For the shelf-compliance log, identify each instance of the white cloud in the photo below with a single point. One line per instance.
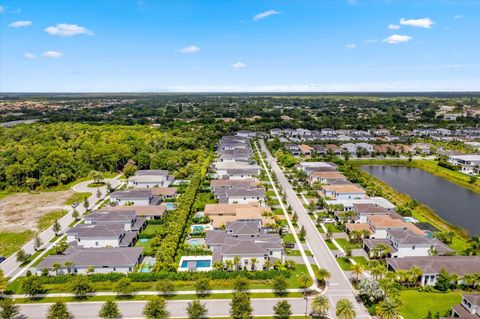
(265, 14)
(397, 38)
(425, 23)
(29, 56)
(393, 27)
(67, 30)
(189, 49)
(52, 54)
(19, 24)
(238, 65)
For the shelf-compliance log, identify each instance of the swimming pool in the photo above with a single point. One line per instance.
(197, 263)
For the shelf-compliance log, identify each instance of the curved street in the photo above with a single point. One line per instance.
(339, 286)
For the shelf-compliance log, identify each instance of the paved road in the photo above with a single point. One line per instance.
(339, 286)
(10, 265)
(177, 308)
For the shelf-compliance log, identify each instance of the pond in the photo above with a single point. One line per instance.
(455, 204)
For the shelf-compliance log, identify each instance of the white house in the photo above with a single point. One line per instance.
(150, 179)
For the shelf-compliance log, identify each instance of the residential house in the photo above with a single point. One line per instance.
(150, 179)
(469, 163)
(79, 260)
(431, 266)
(469, 308)
(246, 241)
(137, 197)
(340, 192)
(221, 214)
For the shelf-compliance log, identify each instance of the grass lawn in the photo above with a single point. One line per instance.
(11, 242)
(417, 304)
(47, 220)
(331, 245)
(333, 228)
(151, 230)
(77, 198)
(346, 244)
(346, 265)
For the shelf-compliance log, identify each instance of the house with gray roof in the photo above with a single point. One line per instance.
(100, 260)
(149, 178)
(469, 308)
(107, 229)
(247, 241)
(137, 197)
(431, 266)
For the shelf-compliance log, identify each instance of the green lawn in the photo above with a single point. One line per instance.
(77, 198)
(346, 265)
(333, 228)
(417, 304)
(344, 243)
(11, 242)
(47, 220)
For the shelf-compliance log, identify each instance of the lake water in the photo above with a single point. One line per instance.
(455, 204)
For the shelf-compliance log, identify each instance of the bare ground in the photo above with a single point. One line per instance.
(21, 212)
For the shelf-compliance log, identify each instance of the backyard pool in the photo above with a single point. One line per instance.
(195, 263)
(148, 264)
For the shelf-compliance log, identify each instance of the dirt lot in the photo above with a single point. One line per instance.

§ §

Written exercise
Using the material above, set down every line exactly, but skip the pictures.

Complete response
For the shelf-compliance log, identify each instance of the white cloud in the photo below with a single point. One line per instance.
(265, 14)
(397, 38)
(425, 23)
(29, 56)
(393, 27)
(67, 30)
(189, 49)
(52, 54)
(19, 24)
(238, 65)
For the shelf-compliance log, identify each instance of the swimming pool in the photo above with a single point. One line per instance.
(197, 263)
For the shelf-compliance log, identify each instance of the curved street in the photo above with a single point. One line per instance.
(339, 286)
For the shelf-compliance log, identify each instance of the paved road in the photo above with a single point. One line per instance.
(339, 286)
(10, 265)
(177, 308)
For the shelf-compliance log, identify each instance of the pond in the photo above with a single point. One line per instance.
(455, 204)
For the shelf-compliance log, identify each instance of the white house in the photo above with a single point. One line per instance.
(150, 179)
For the shelf-compliance log, identify each instance of the residential house in the photo above with a single point. One line per instance.
(150, 179)
(469, 163)
(79, 260)
(431, 266)
(469, 308)
(246, 241)
(137, 197)
(340, 192)
(221, 214)
For the shelf-compliance log, identify each instance of the grass lawn in the photo above with a single point. One line per instance.
(11, 242)
(417, 304)
(47, 220)
(331, 245)
(333, 228)
(151, 230)
(77, 198)
(346, 244)
(346, 265)
For the shelf-compliance log, identify each instance of the house with gray roof in the photo above with a single point. One line per instance.
(100, 260)
(149, 178)
(469, 308)
(107, 229)
(247, 241)
(137, 197)
(431, 266)
For the shelf-compliance log, identify each instance of the green lawn in the photo above with a single point. One line per instance.
(77, 198)
(346, 265)
(333, 228)
(417, 304)
(344, 243)
(11, 242)
(47, 220)
For the shelf-compliance log, identify each instance of the lake water in the photo above with a single point. One line per instance.
(455, 204)
For the shelf-compliance log, identify each instance of the bare ground in the photo above with a single point. One line per instance.
(21, 212)
For the shelf-compliance log, identify each instance of the backyard pool in the photo above with a single point. One line per instance.
(195, 263)
(148, 264)
For the shelf-compliance log, identify each instance of the dirt lot in the photo above with a single point. One line per instance.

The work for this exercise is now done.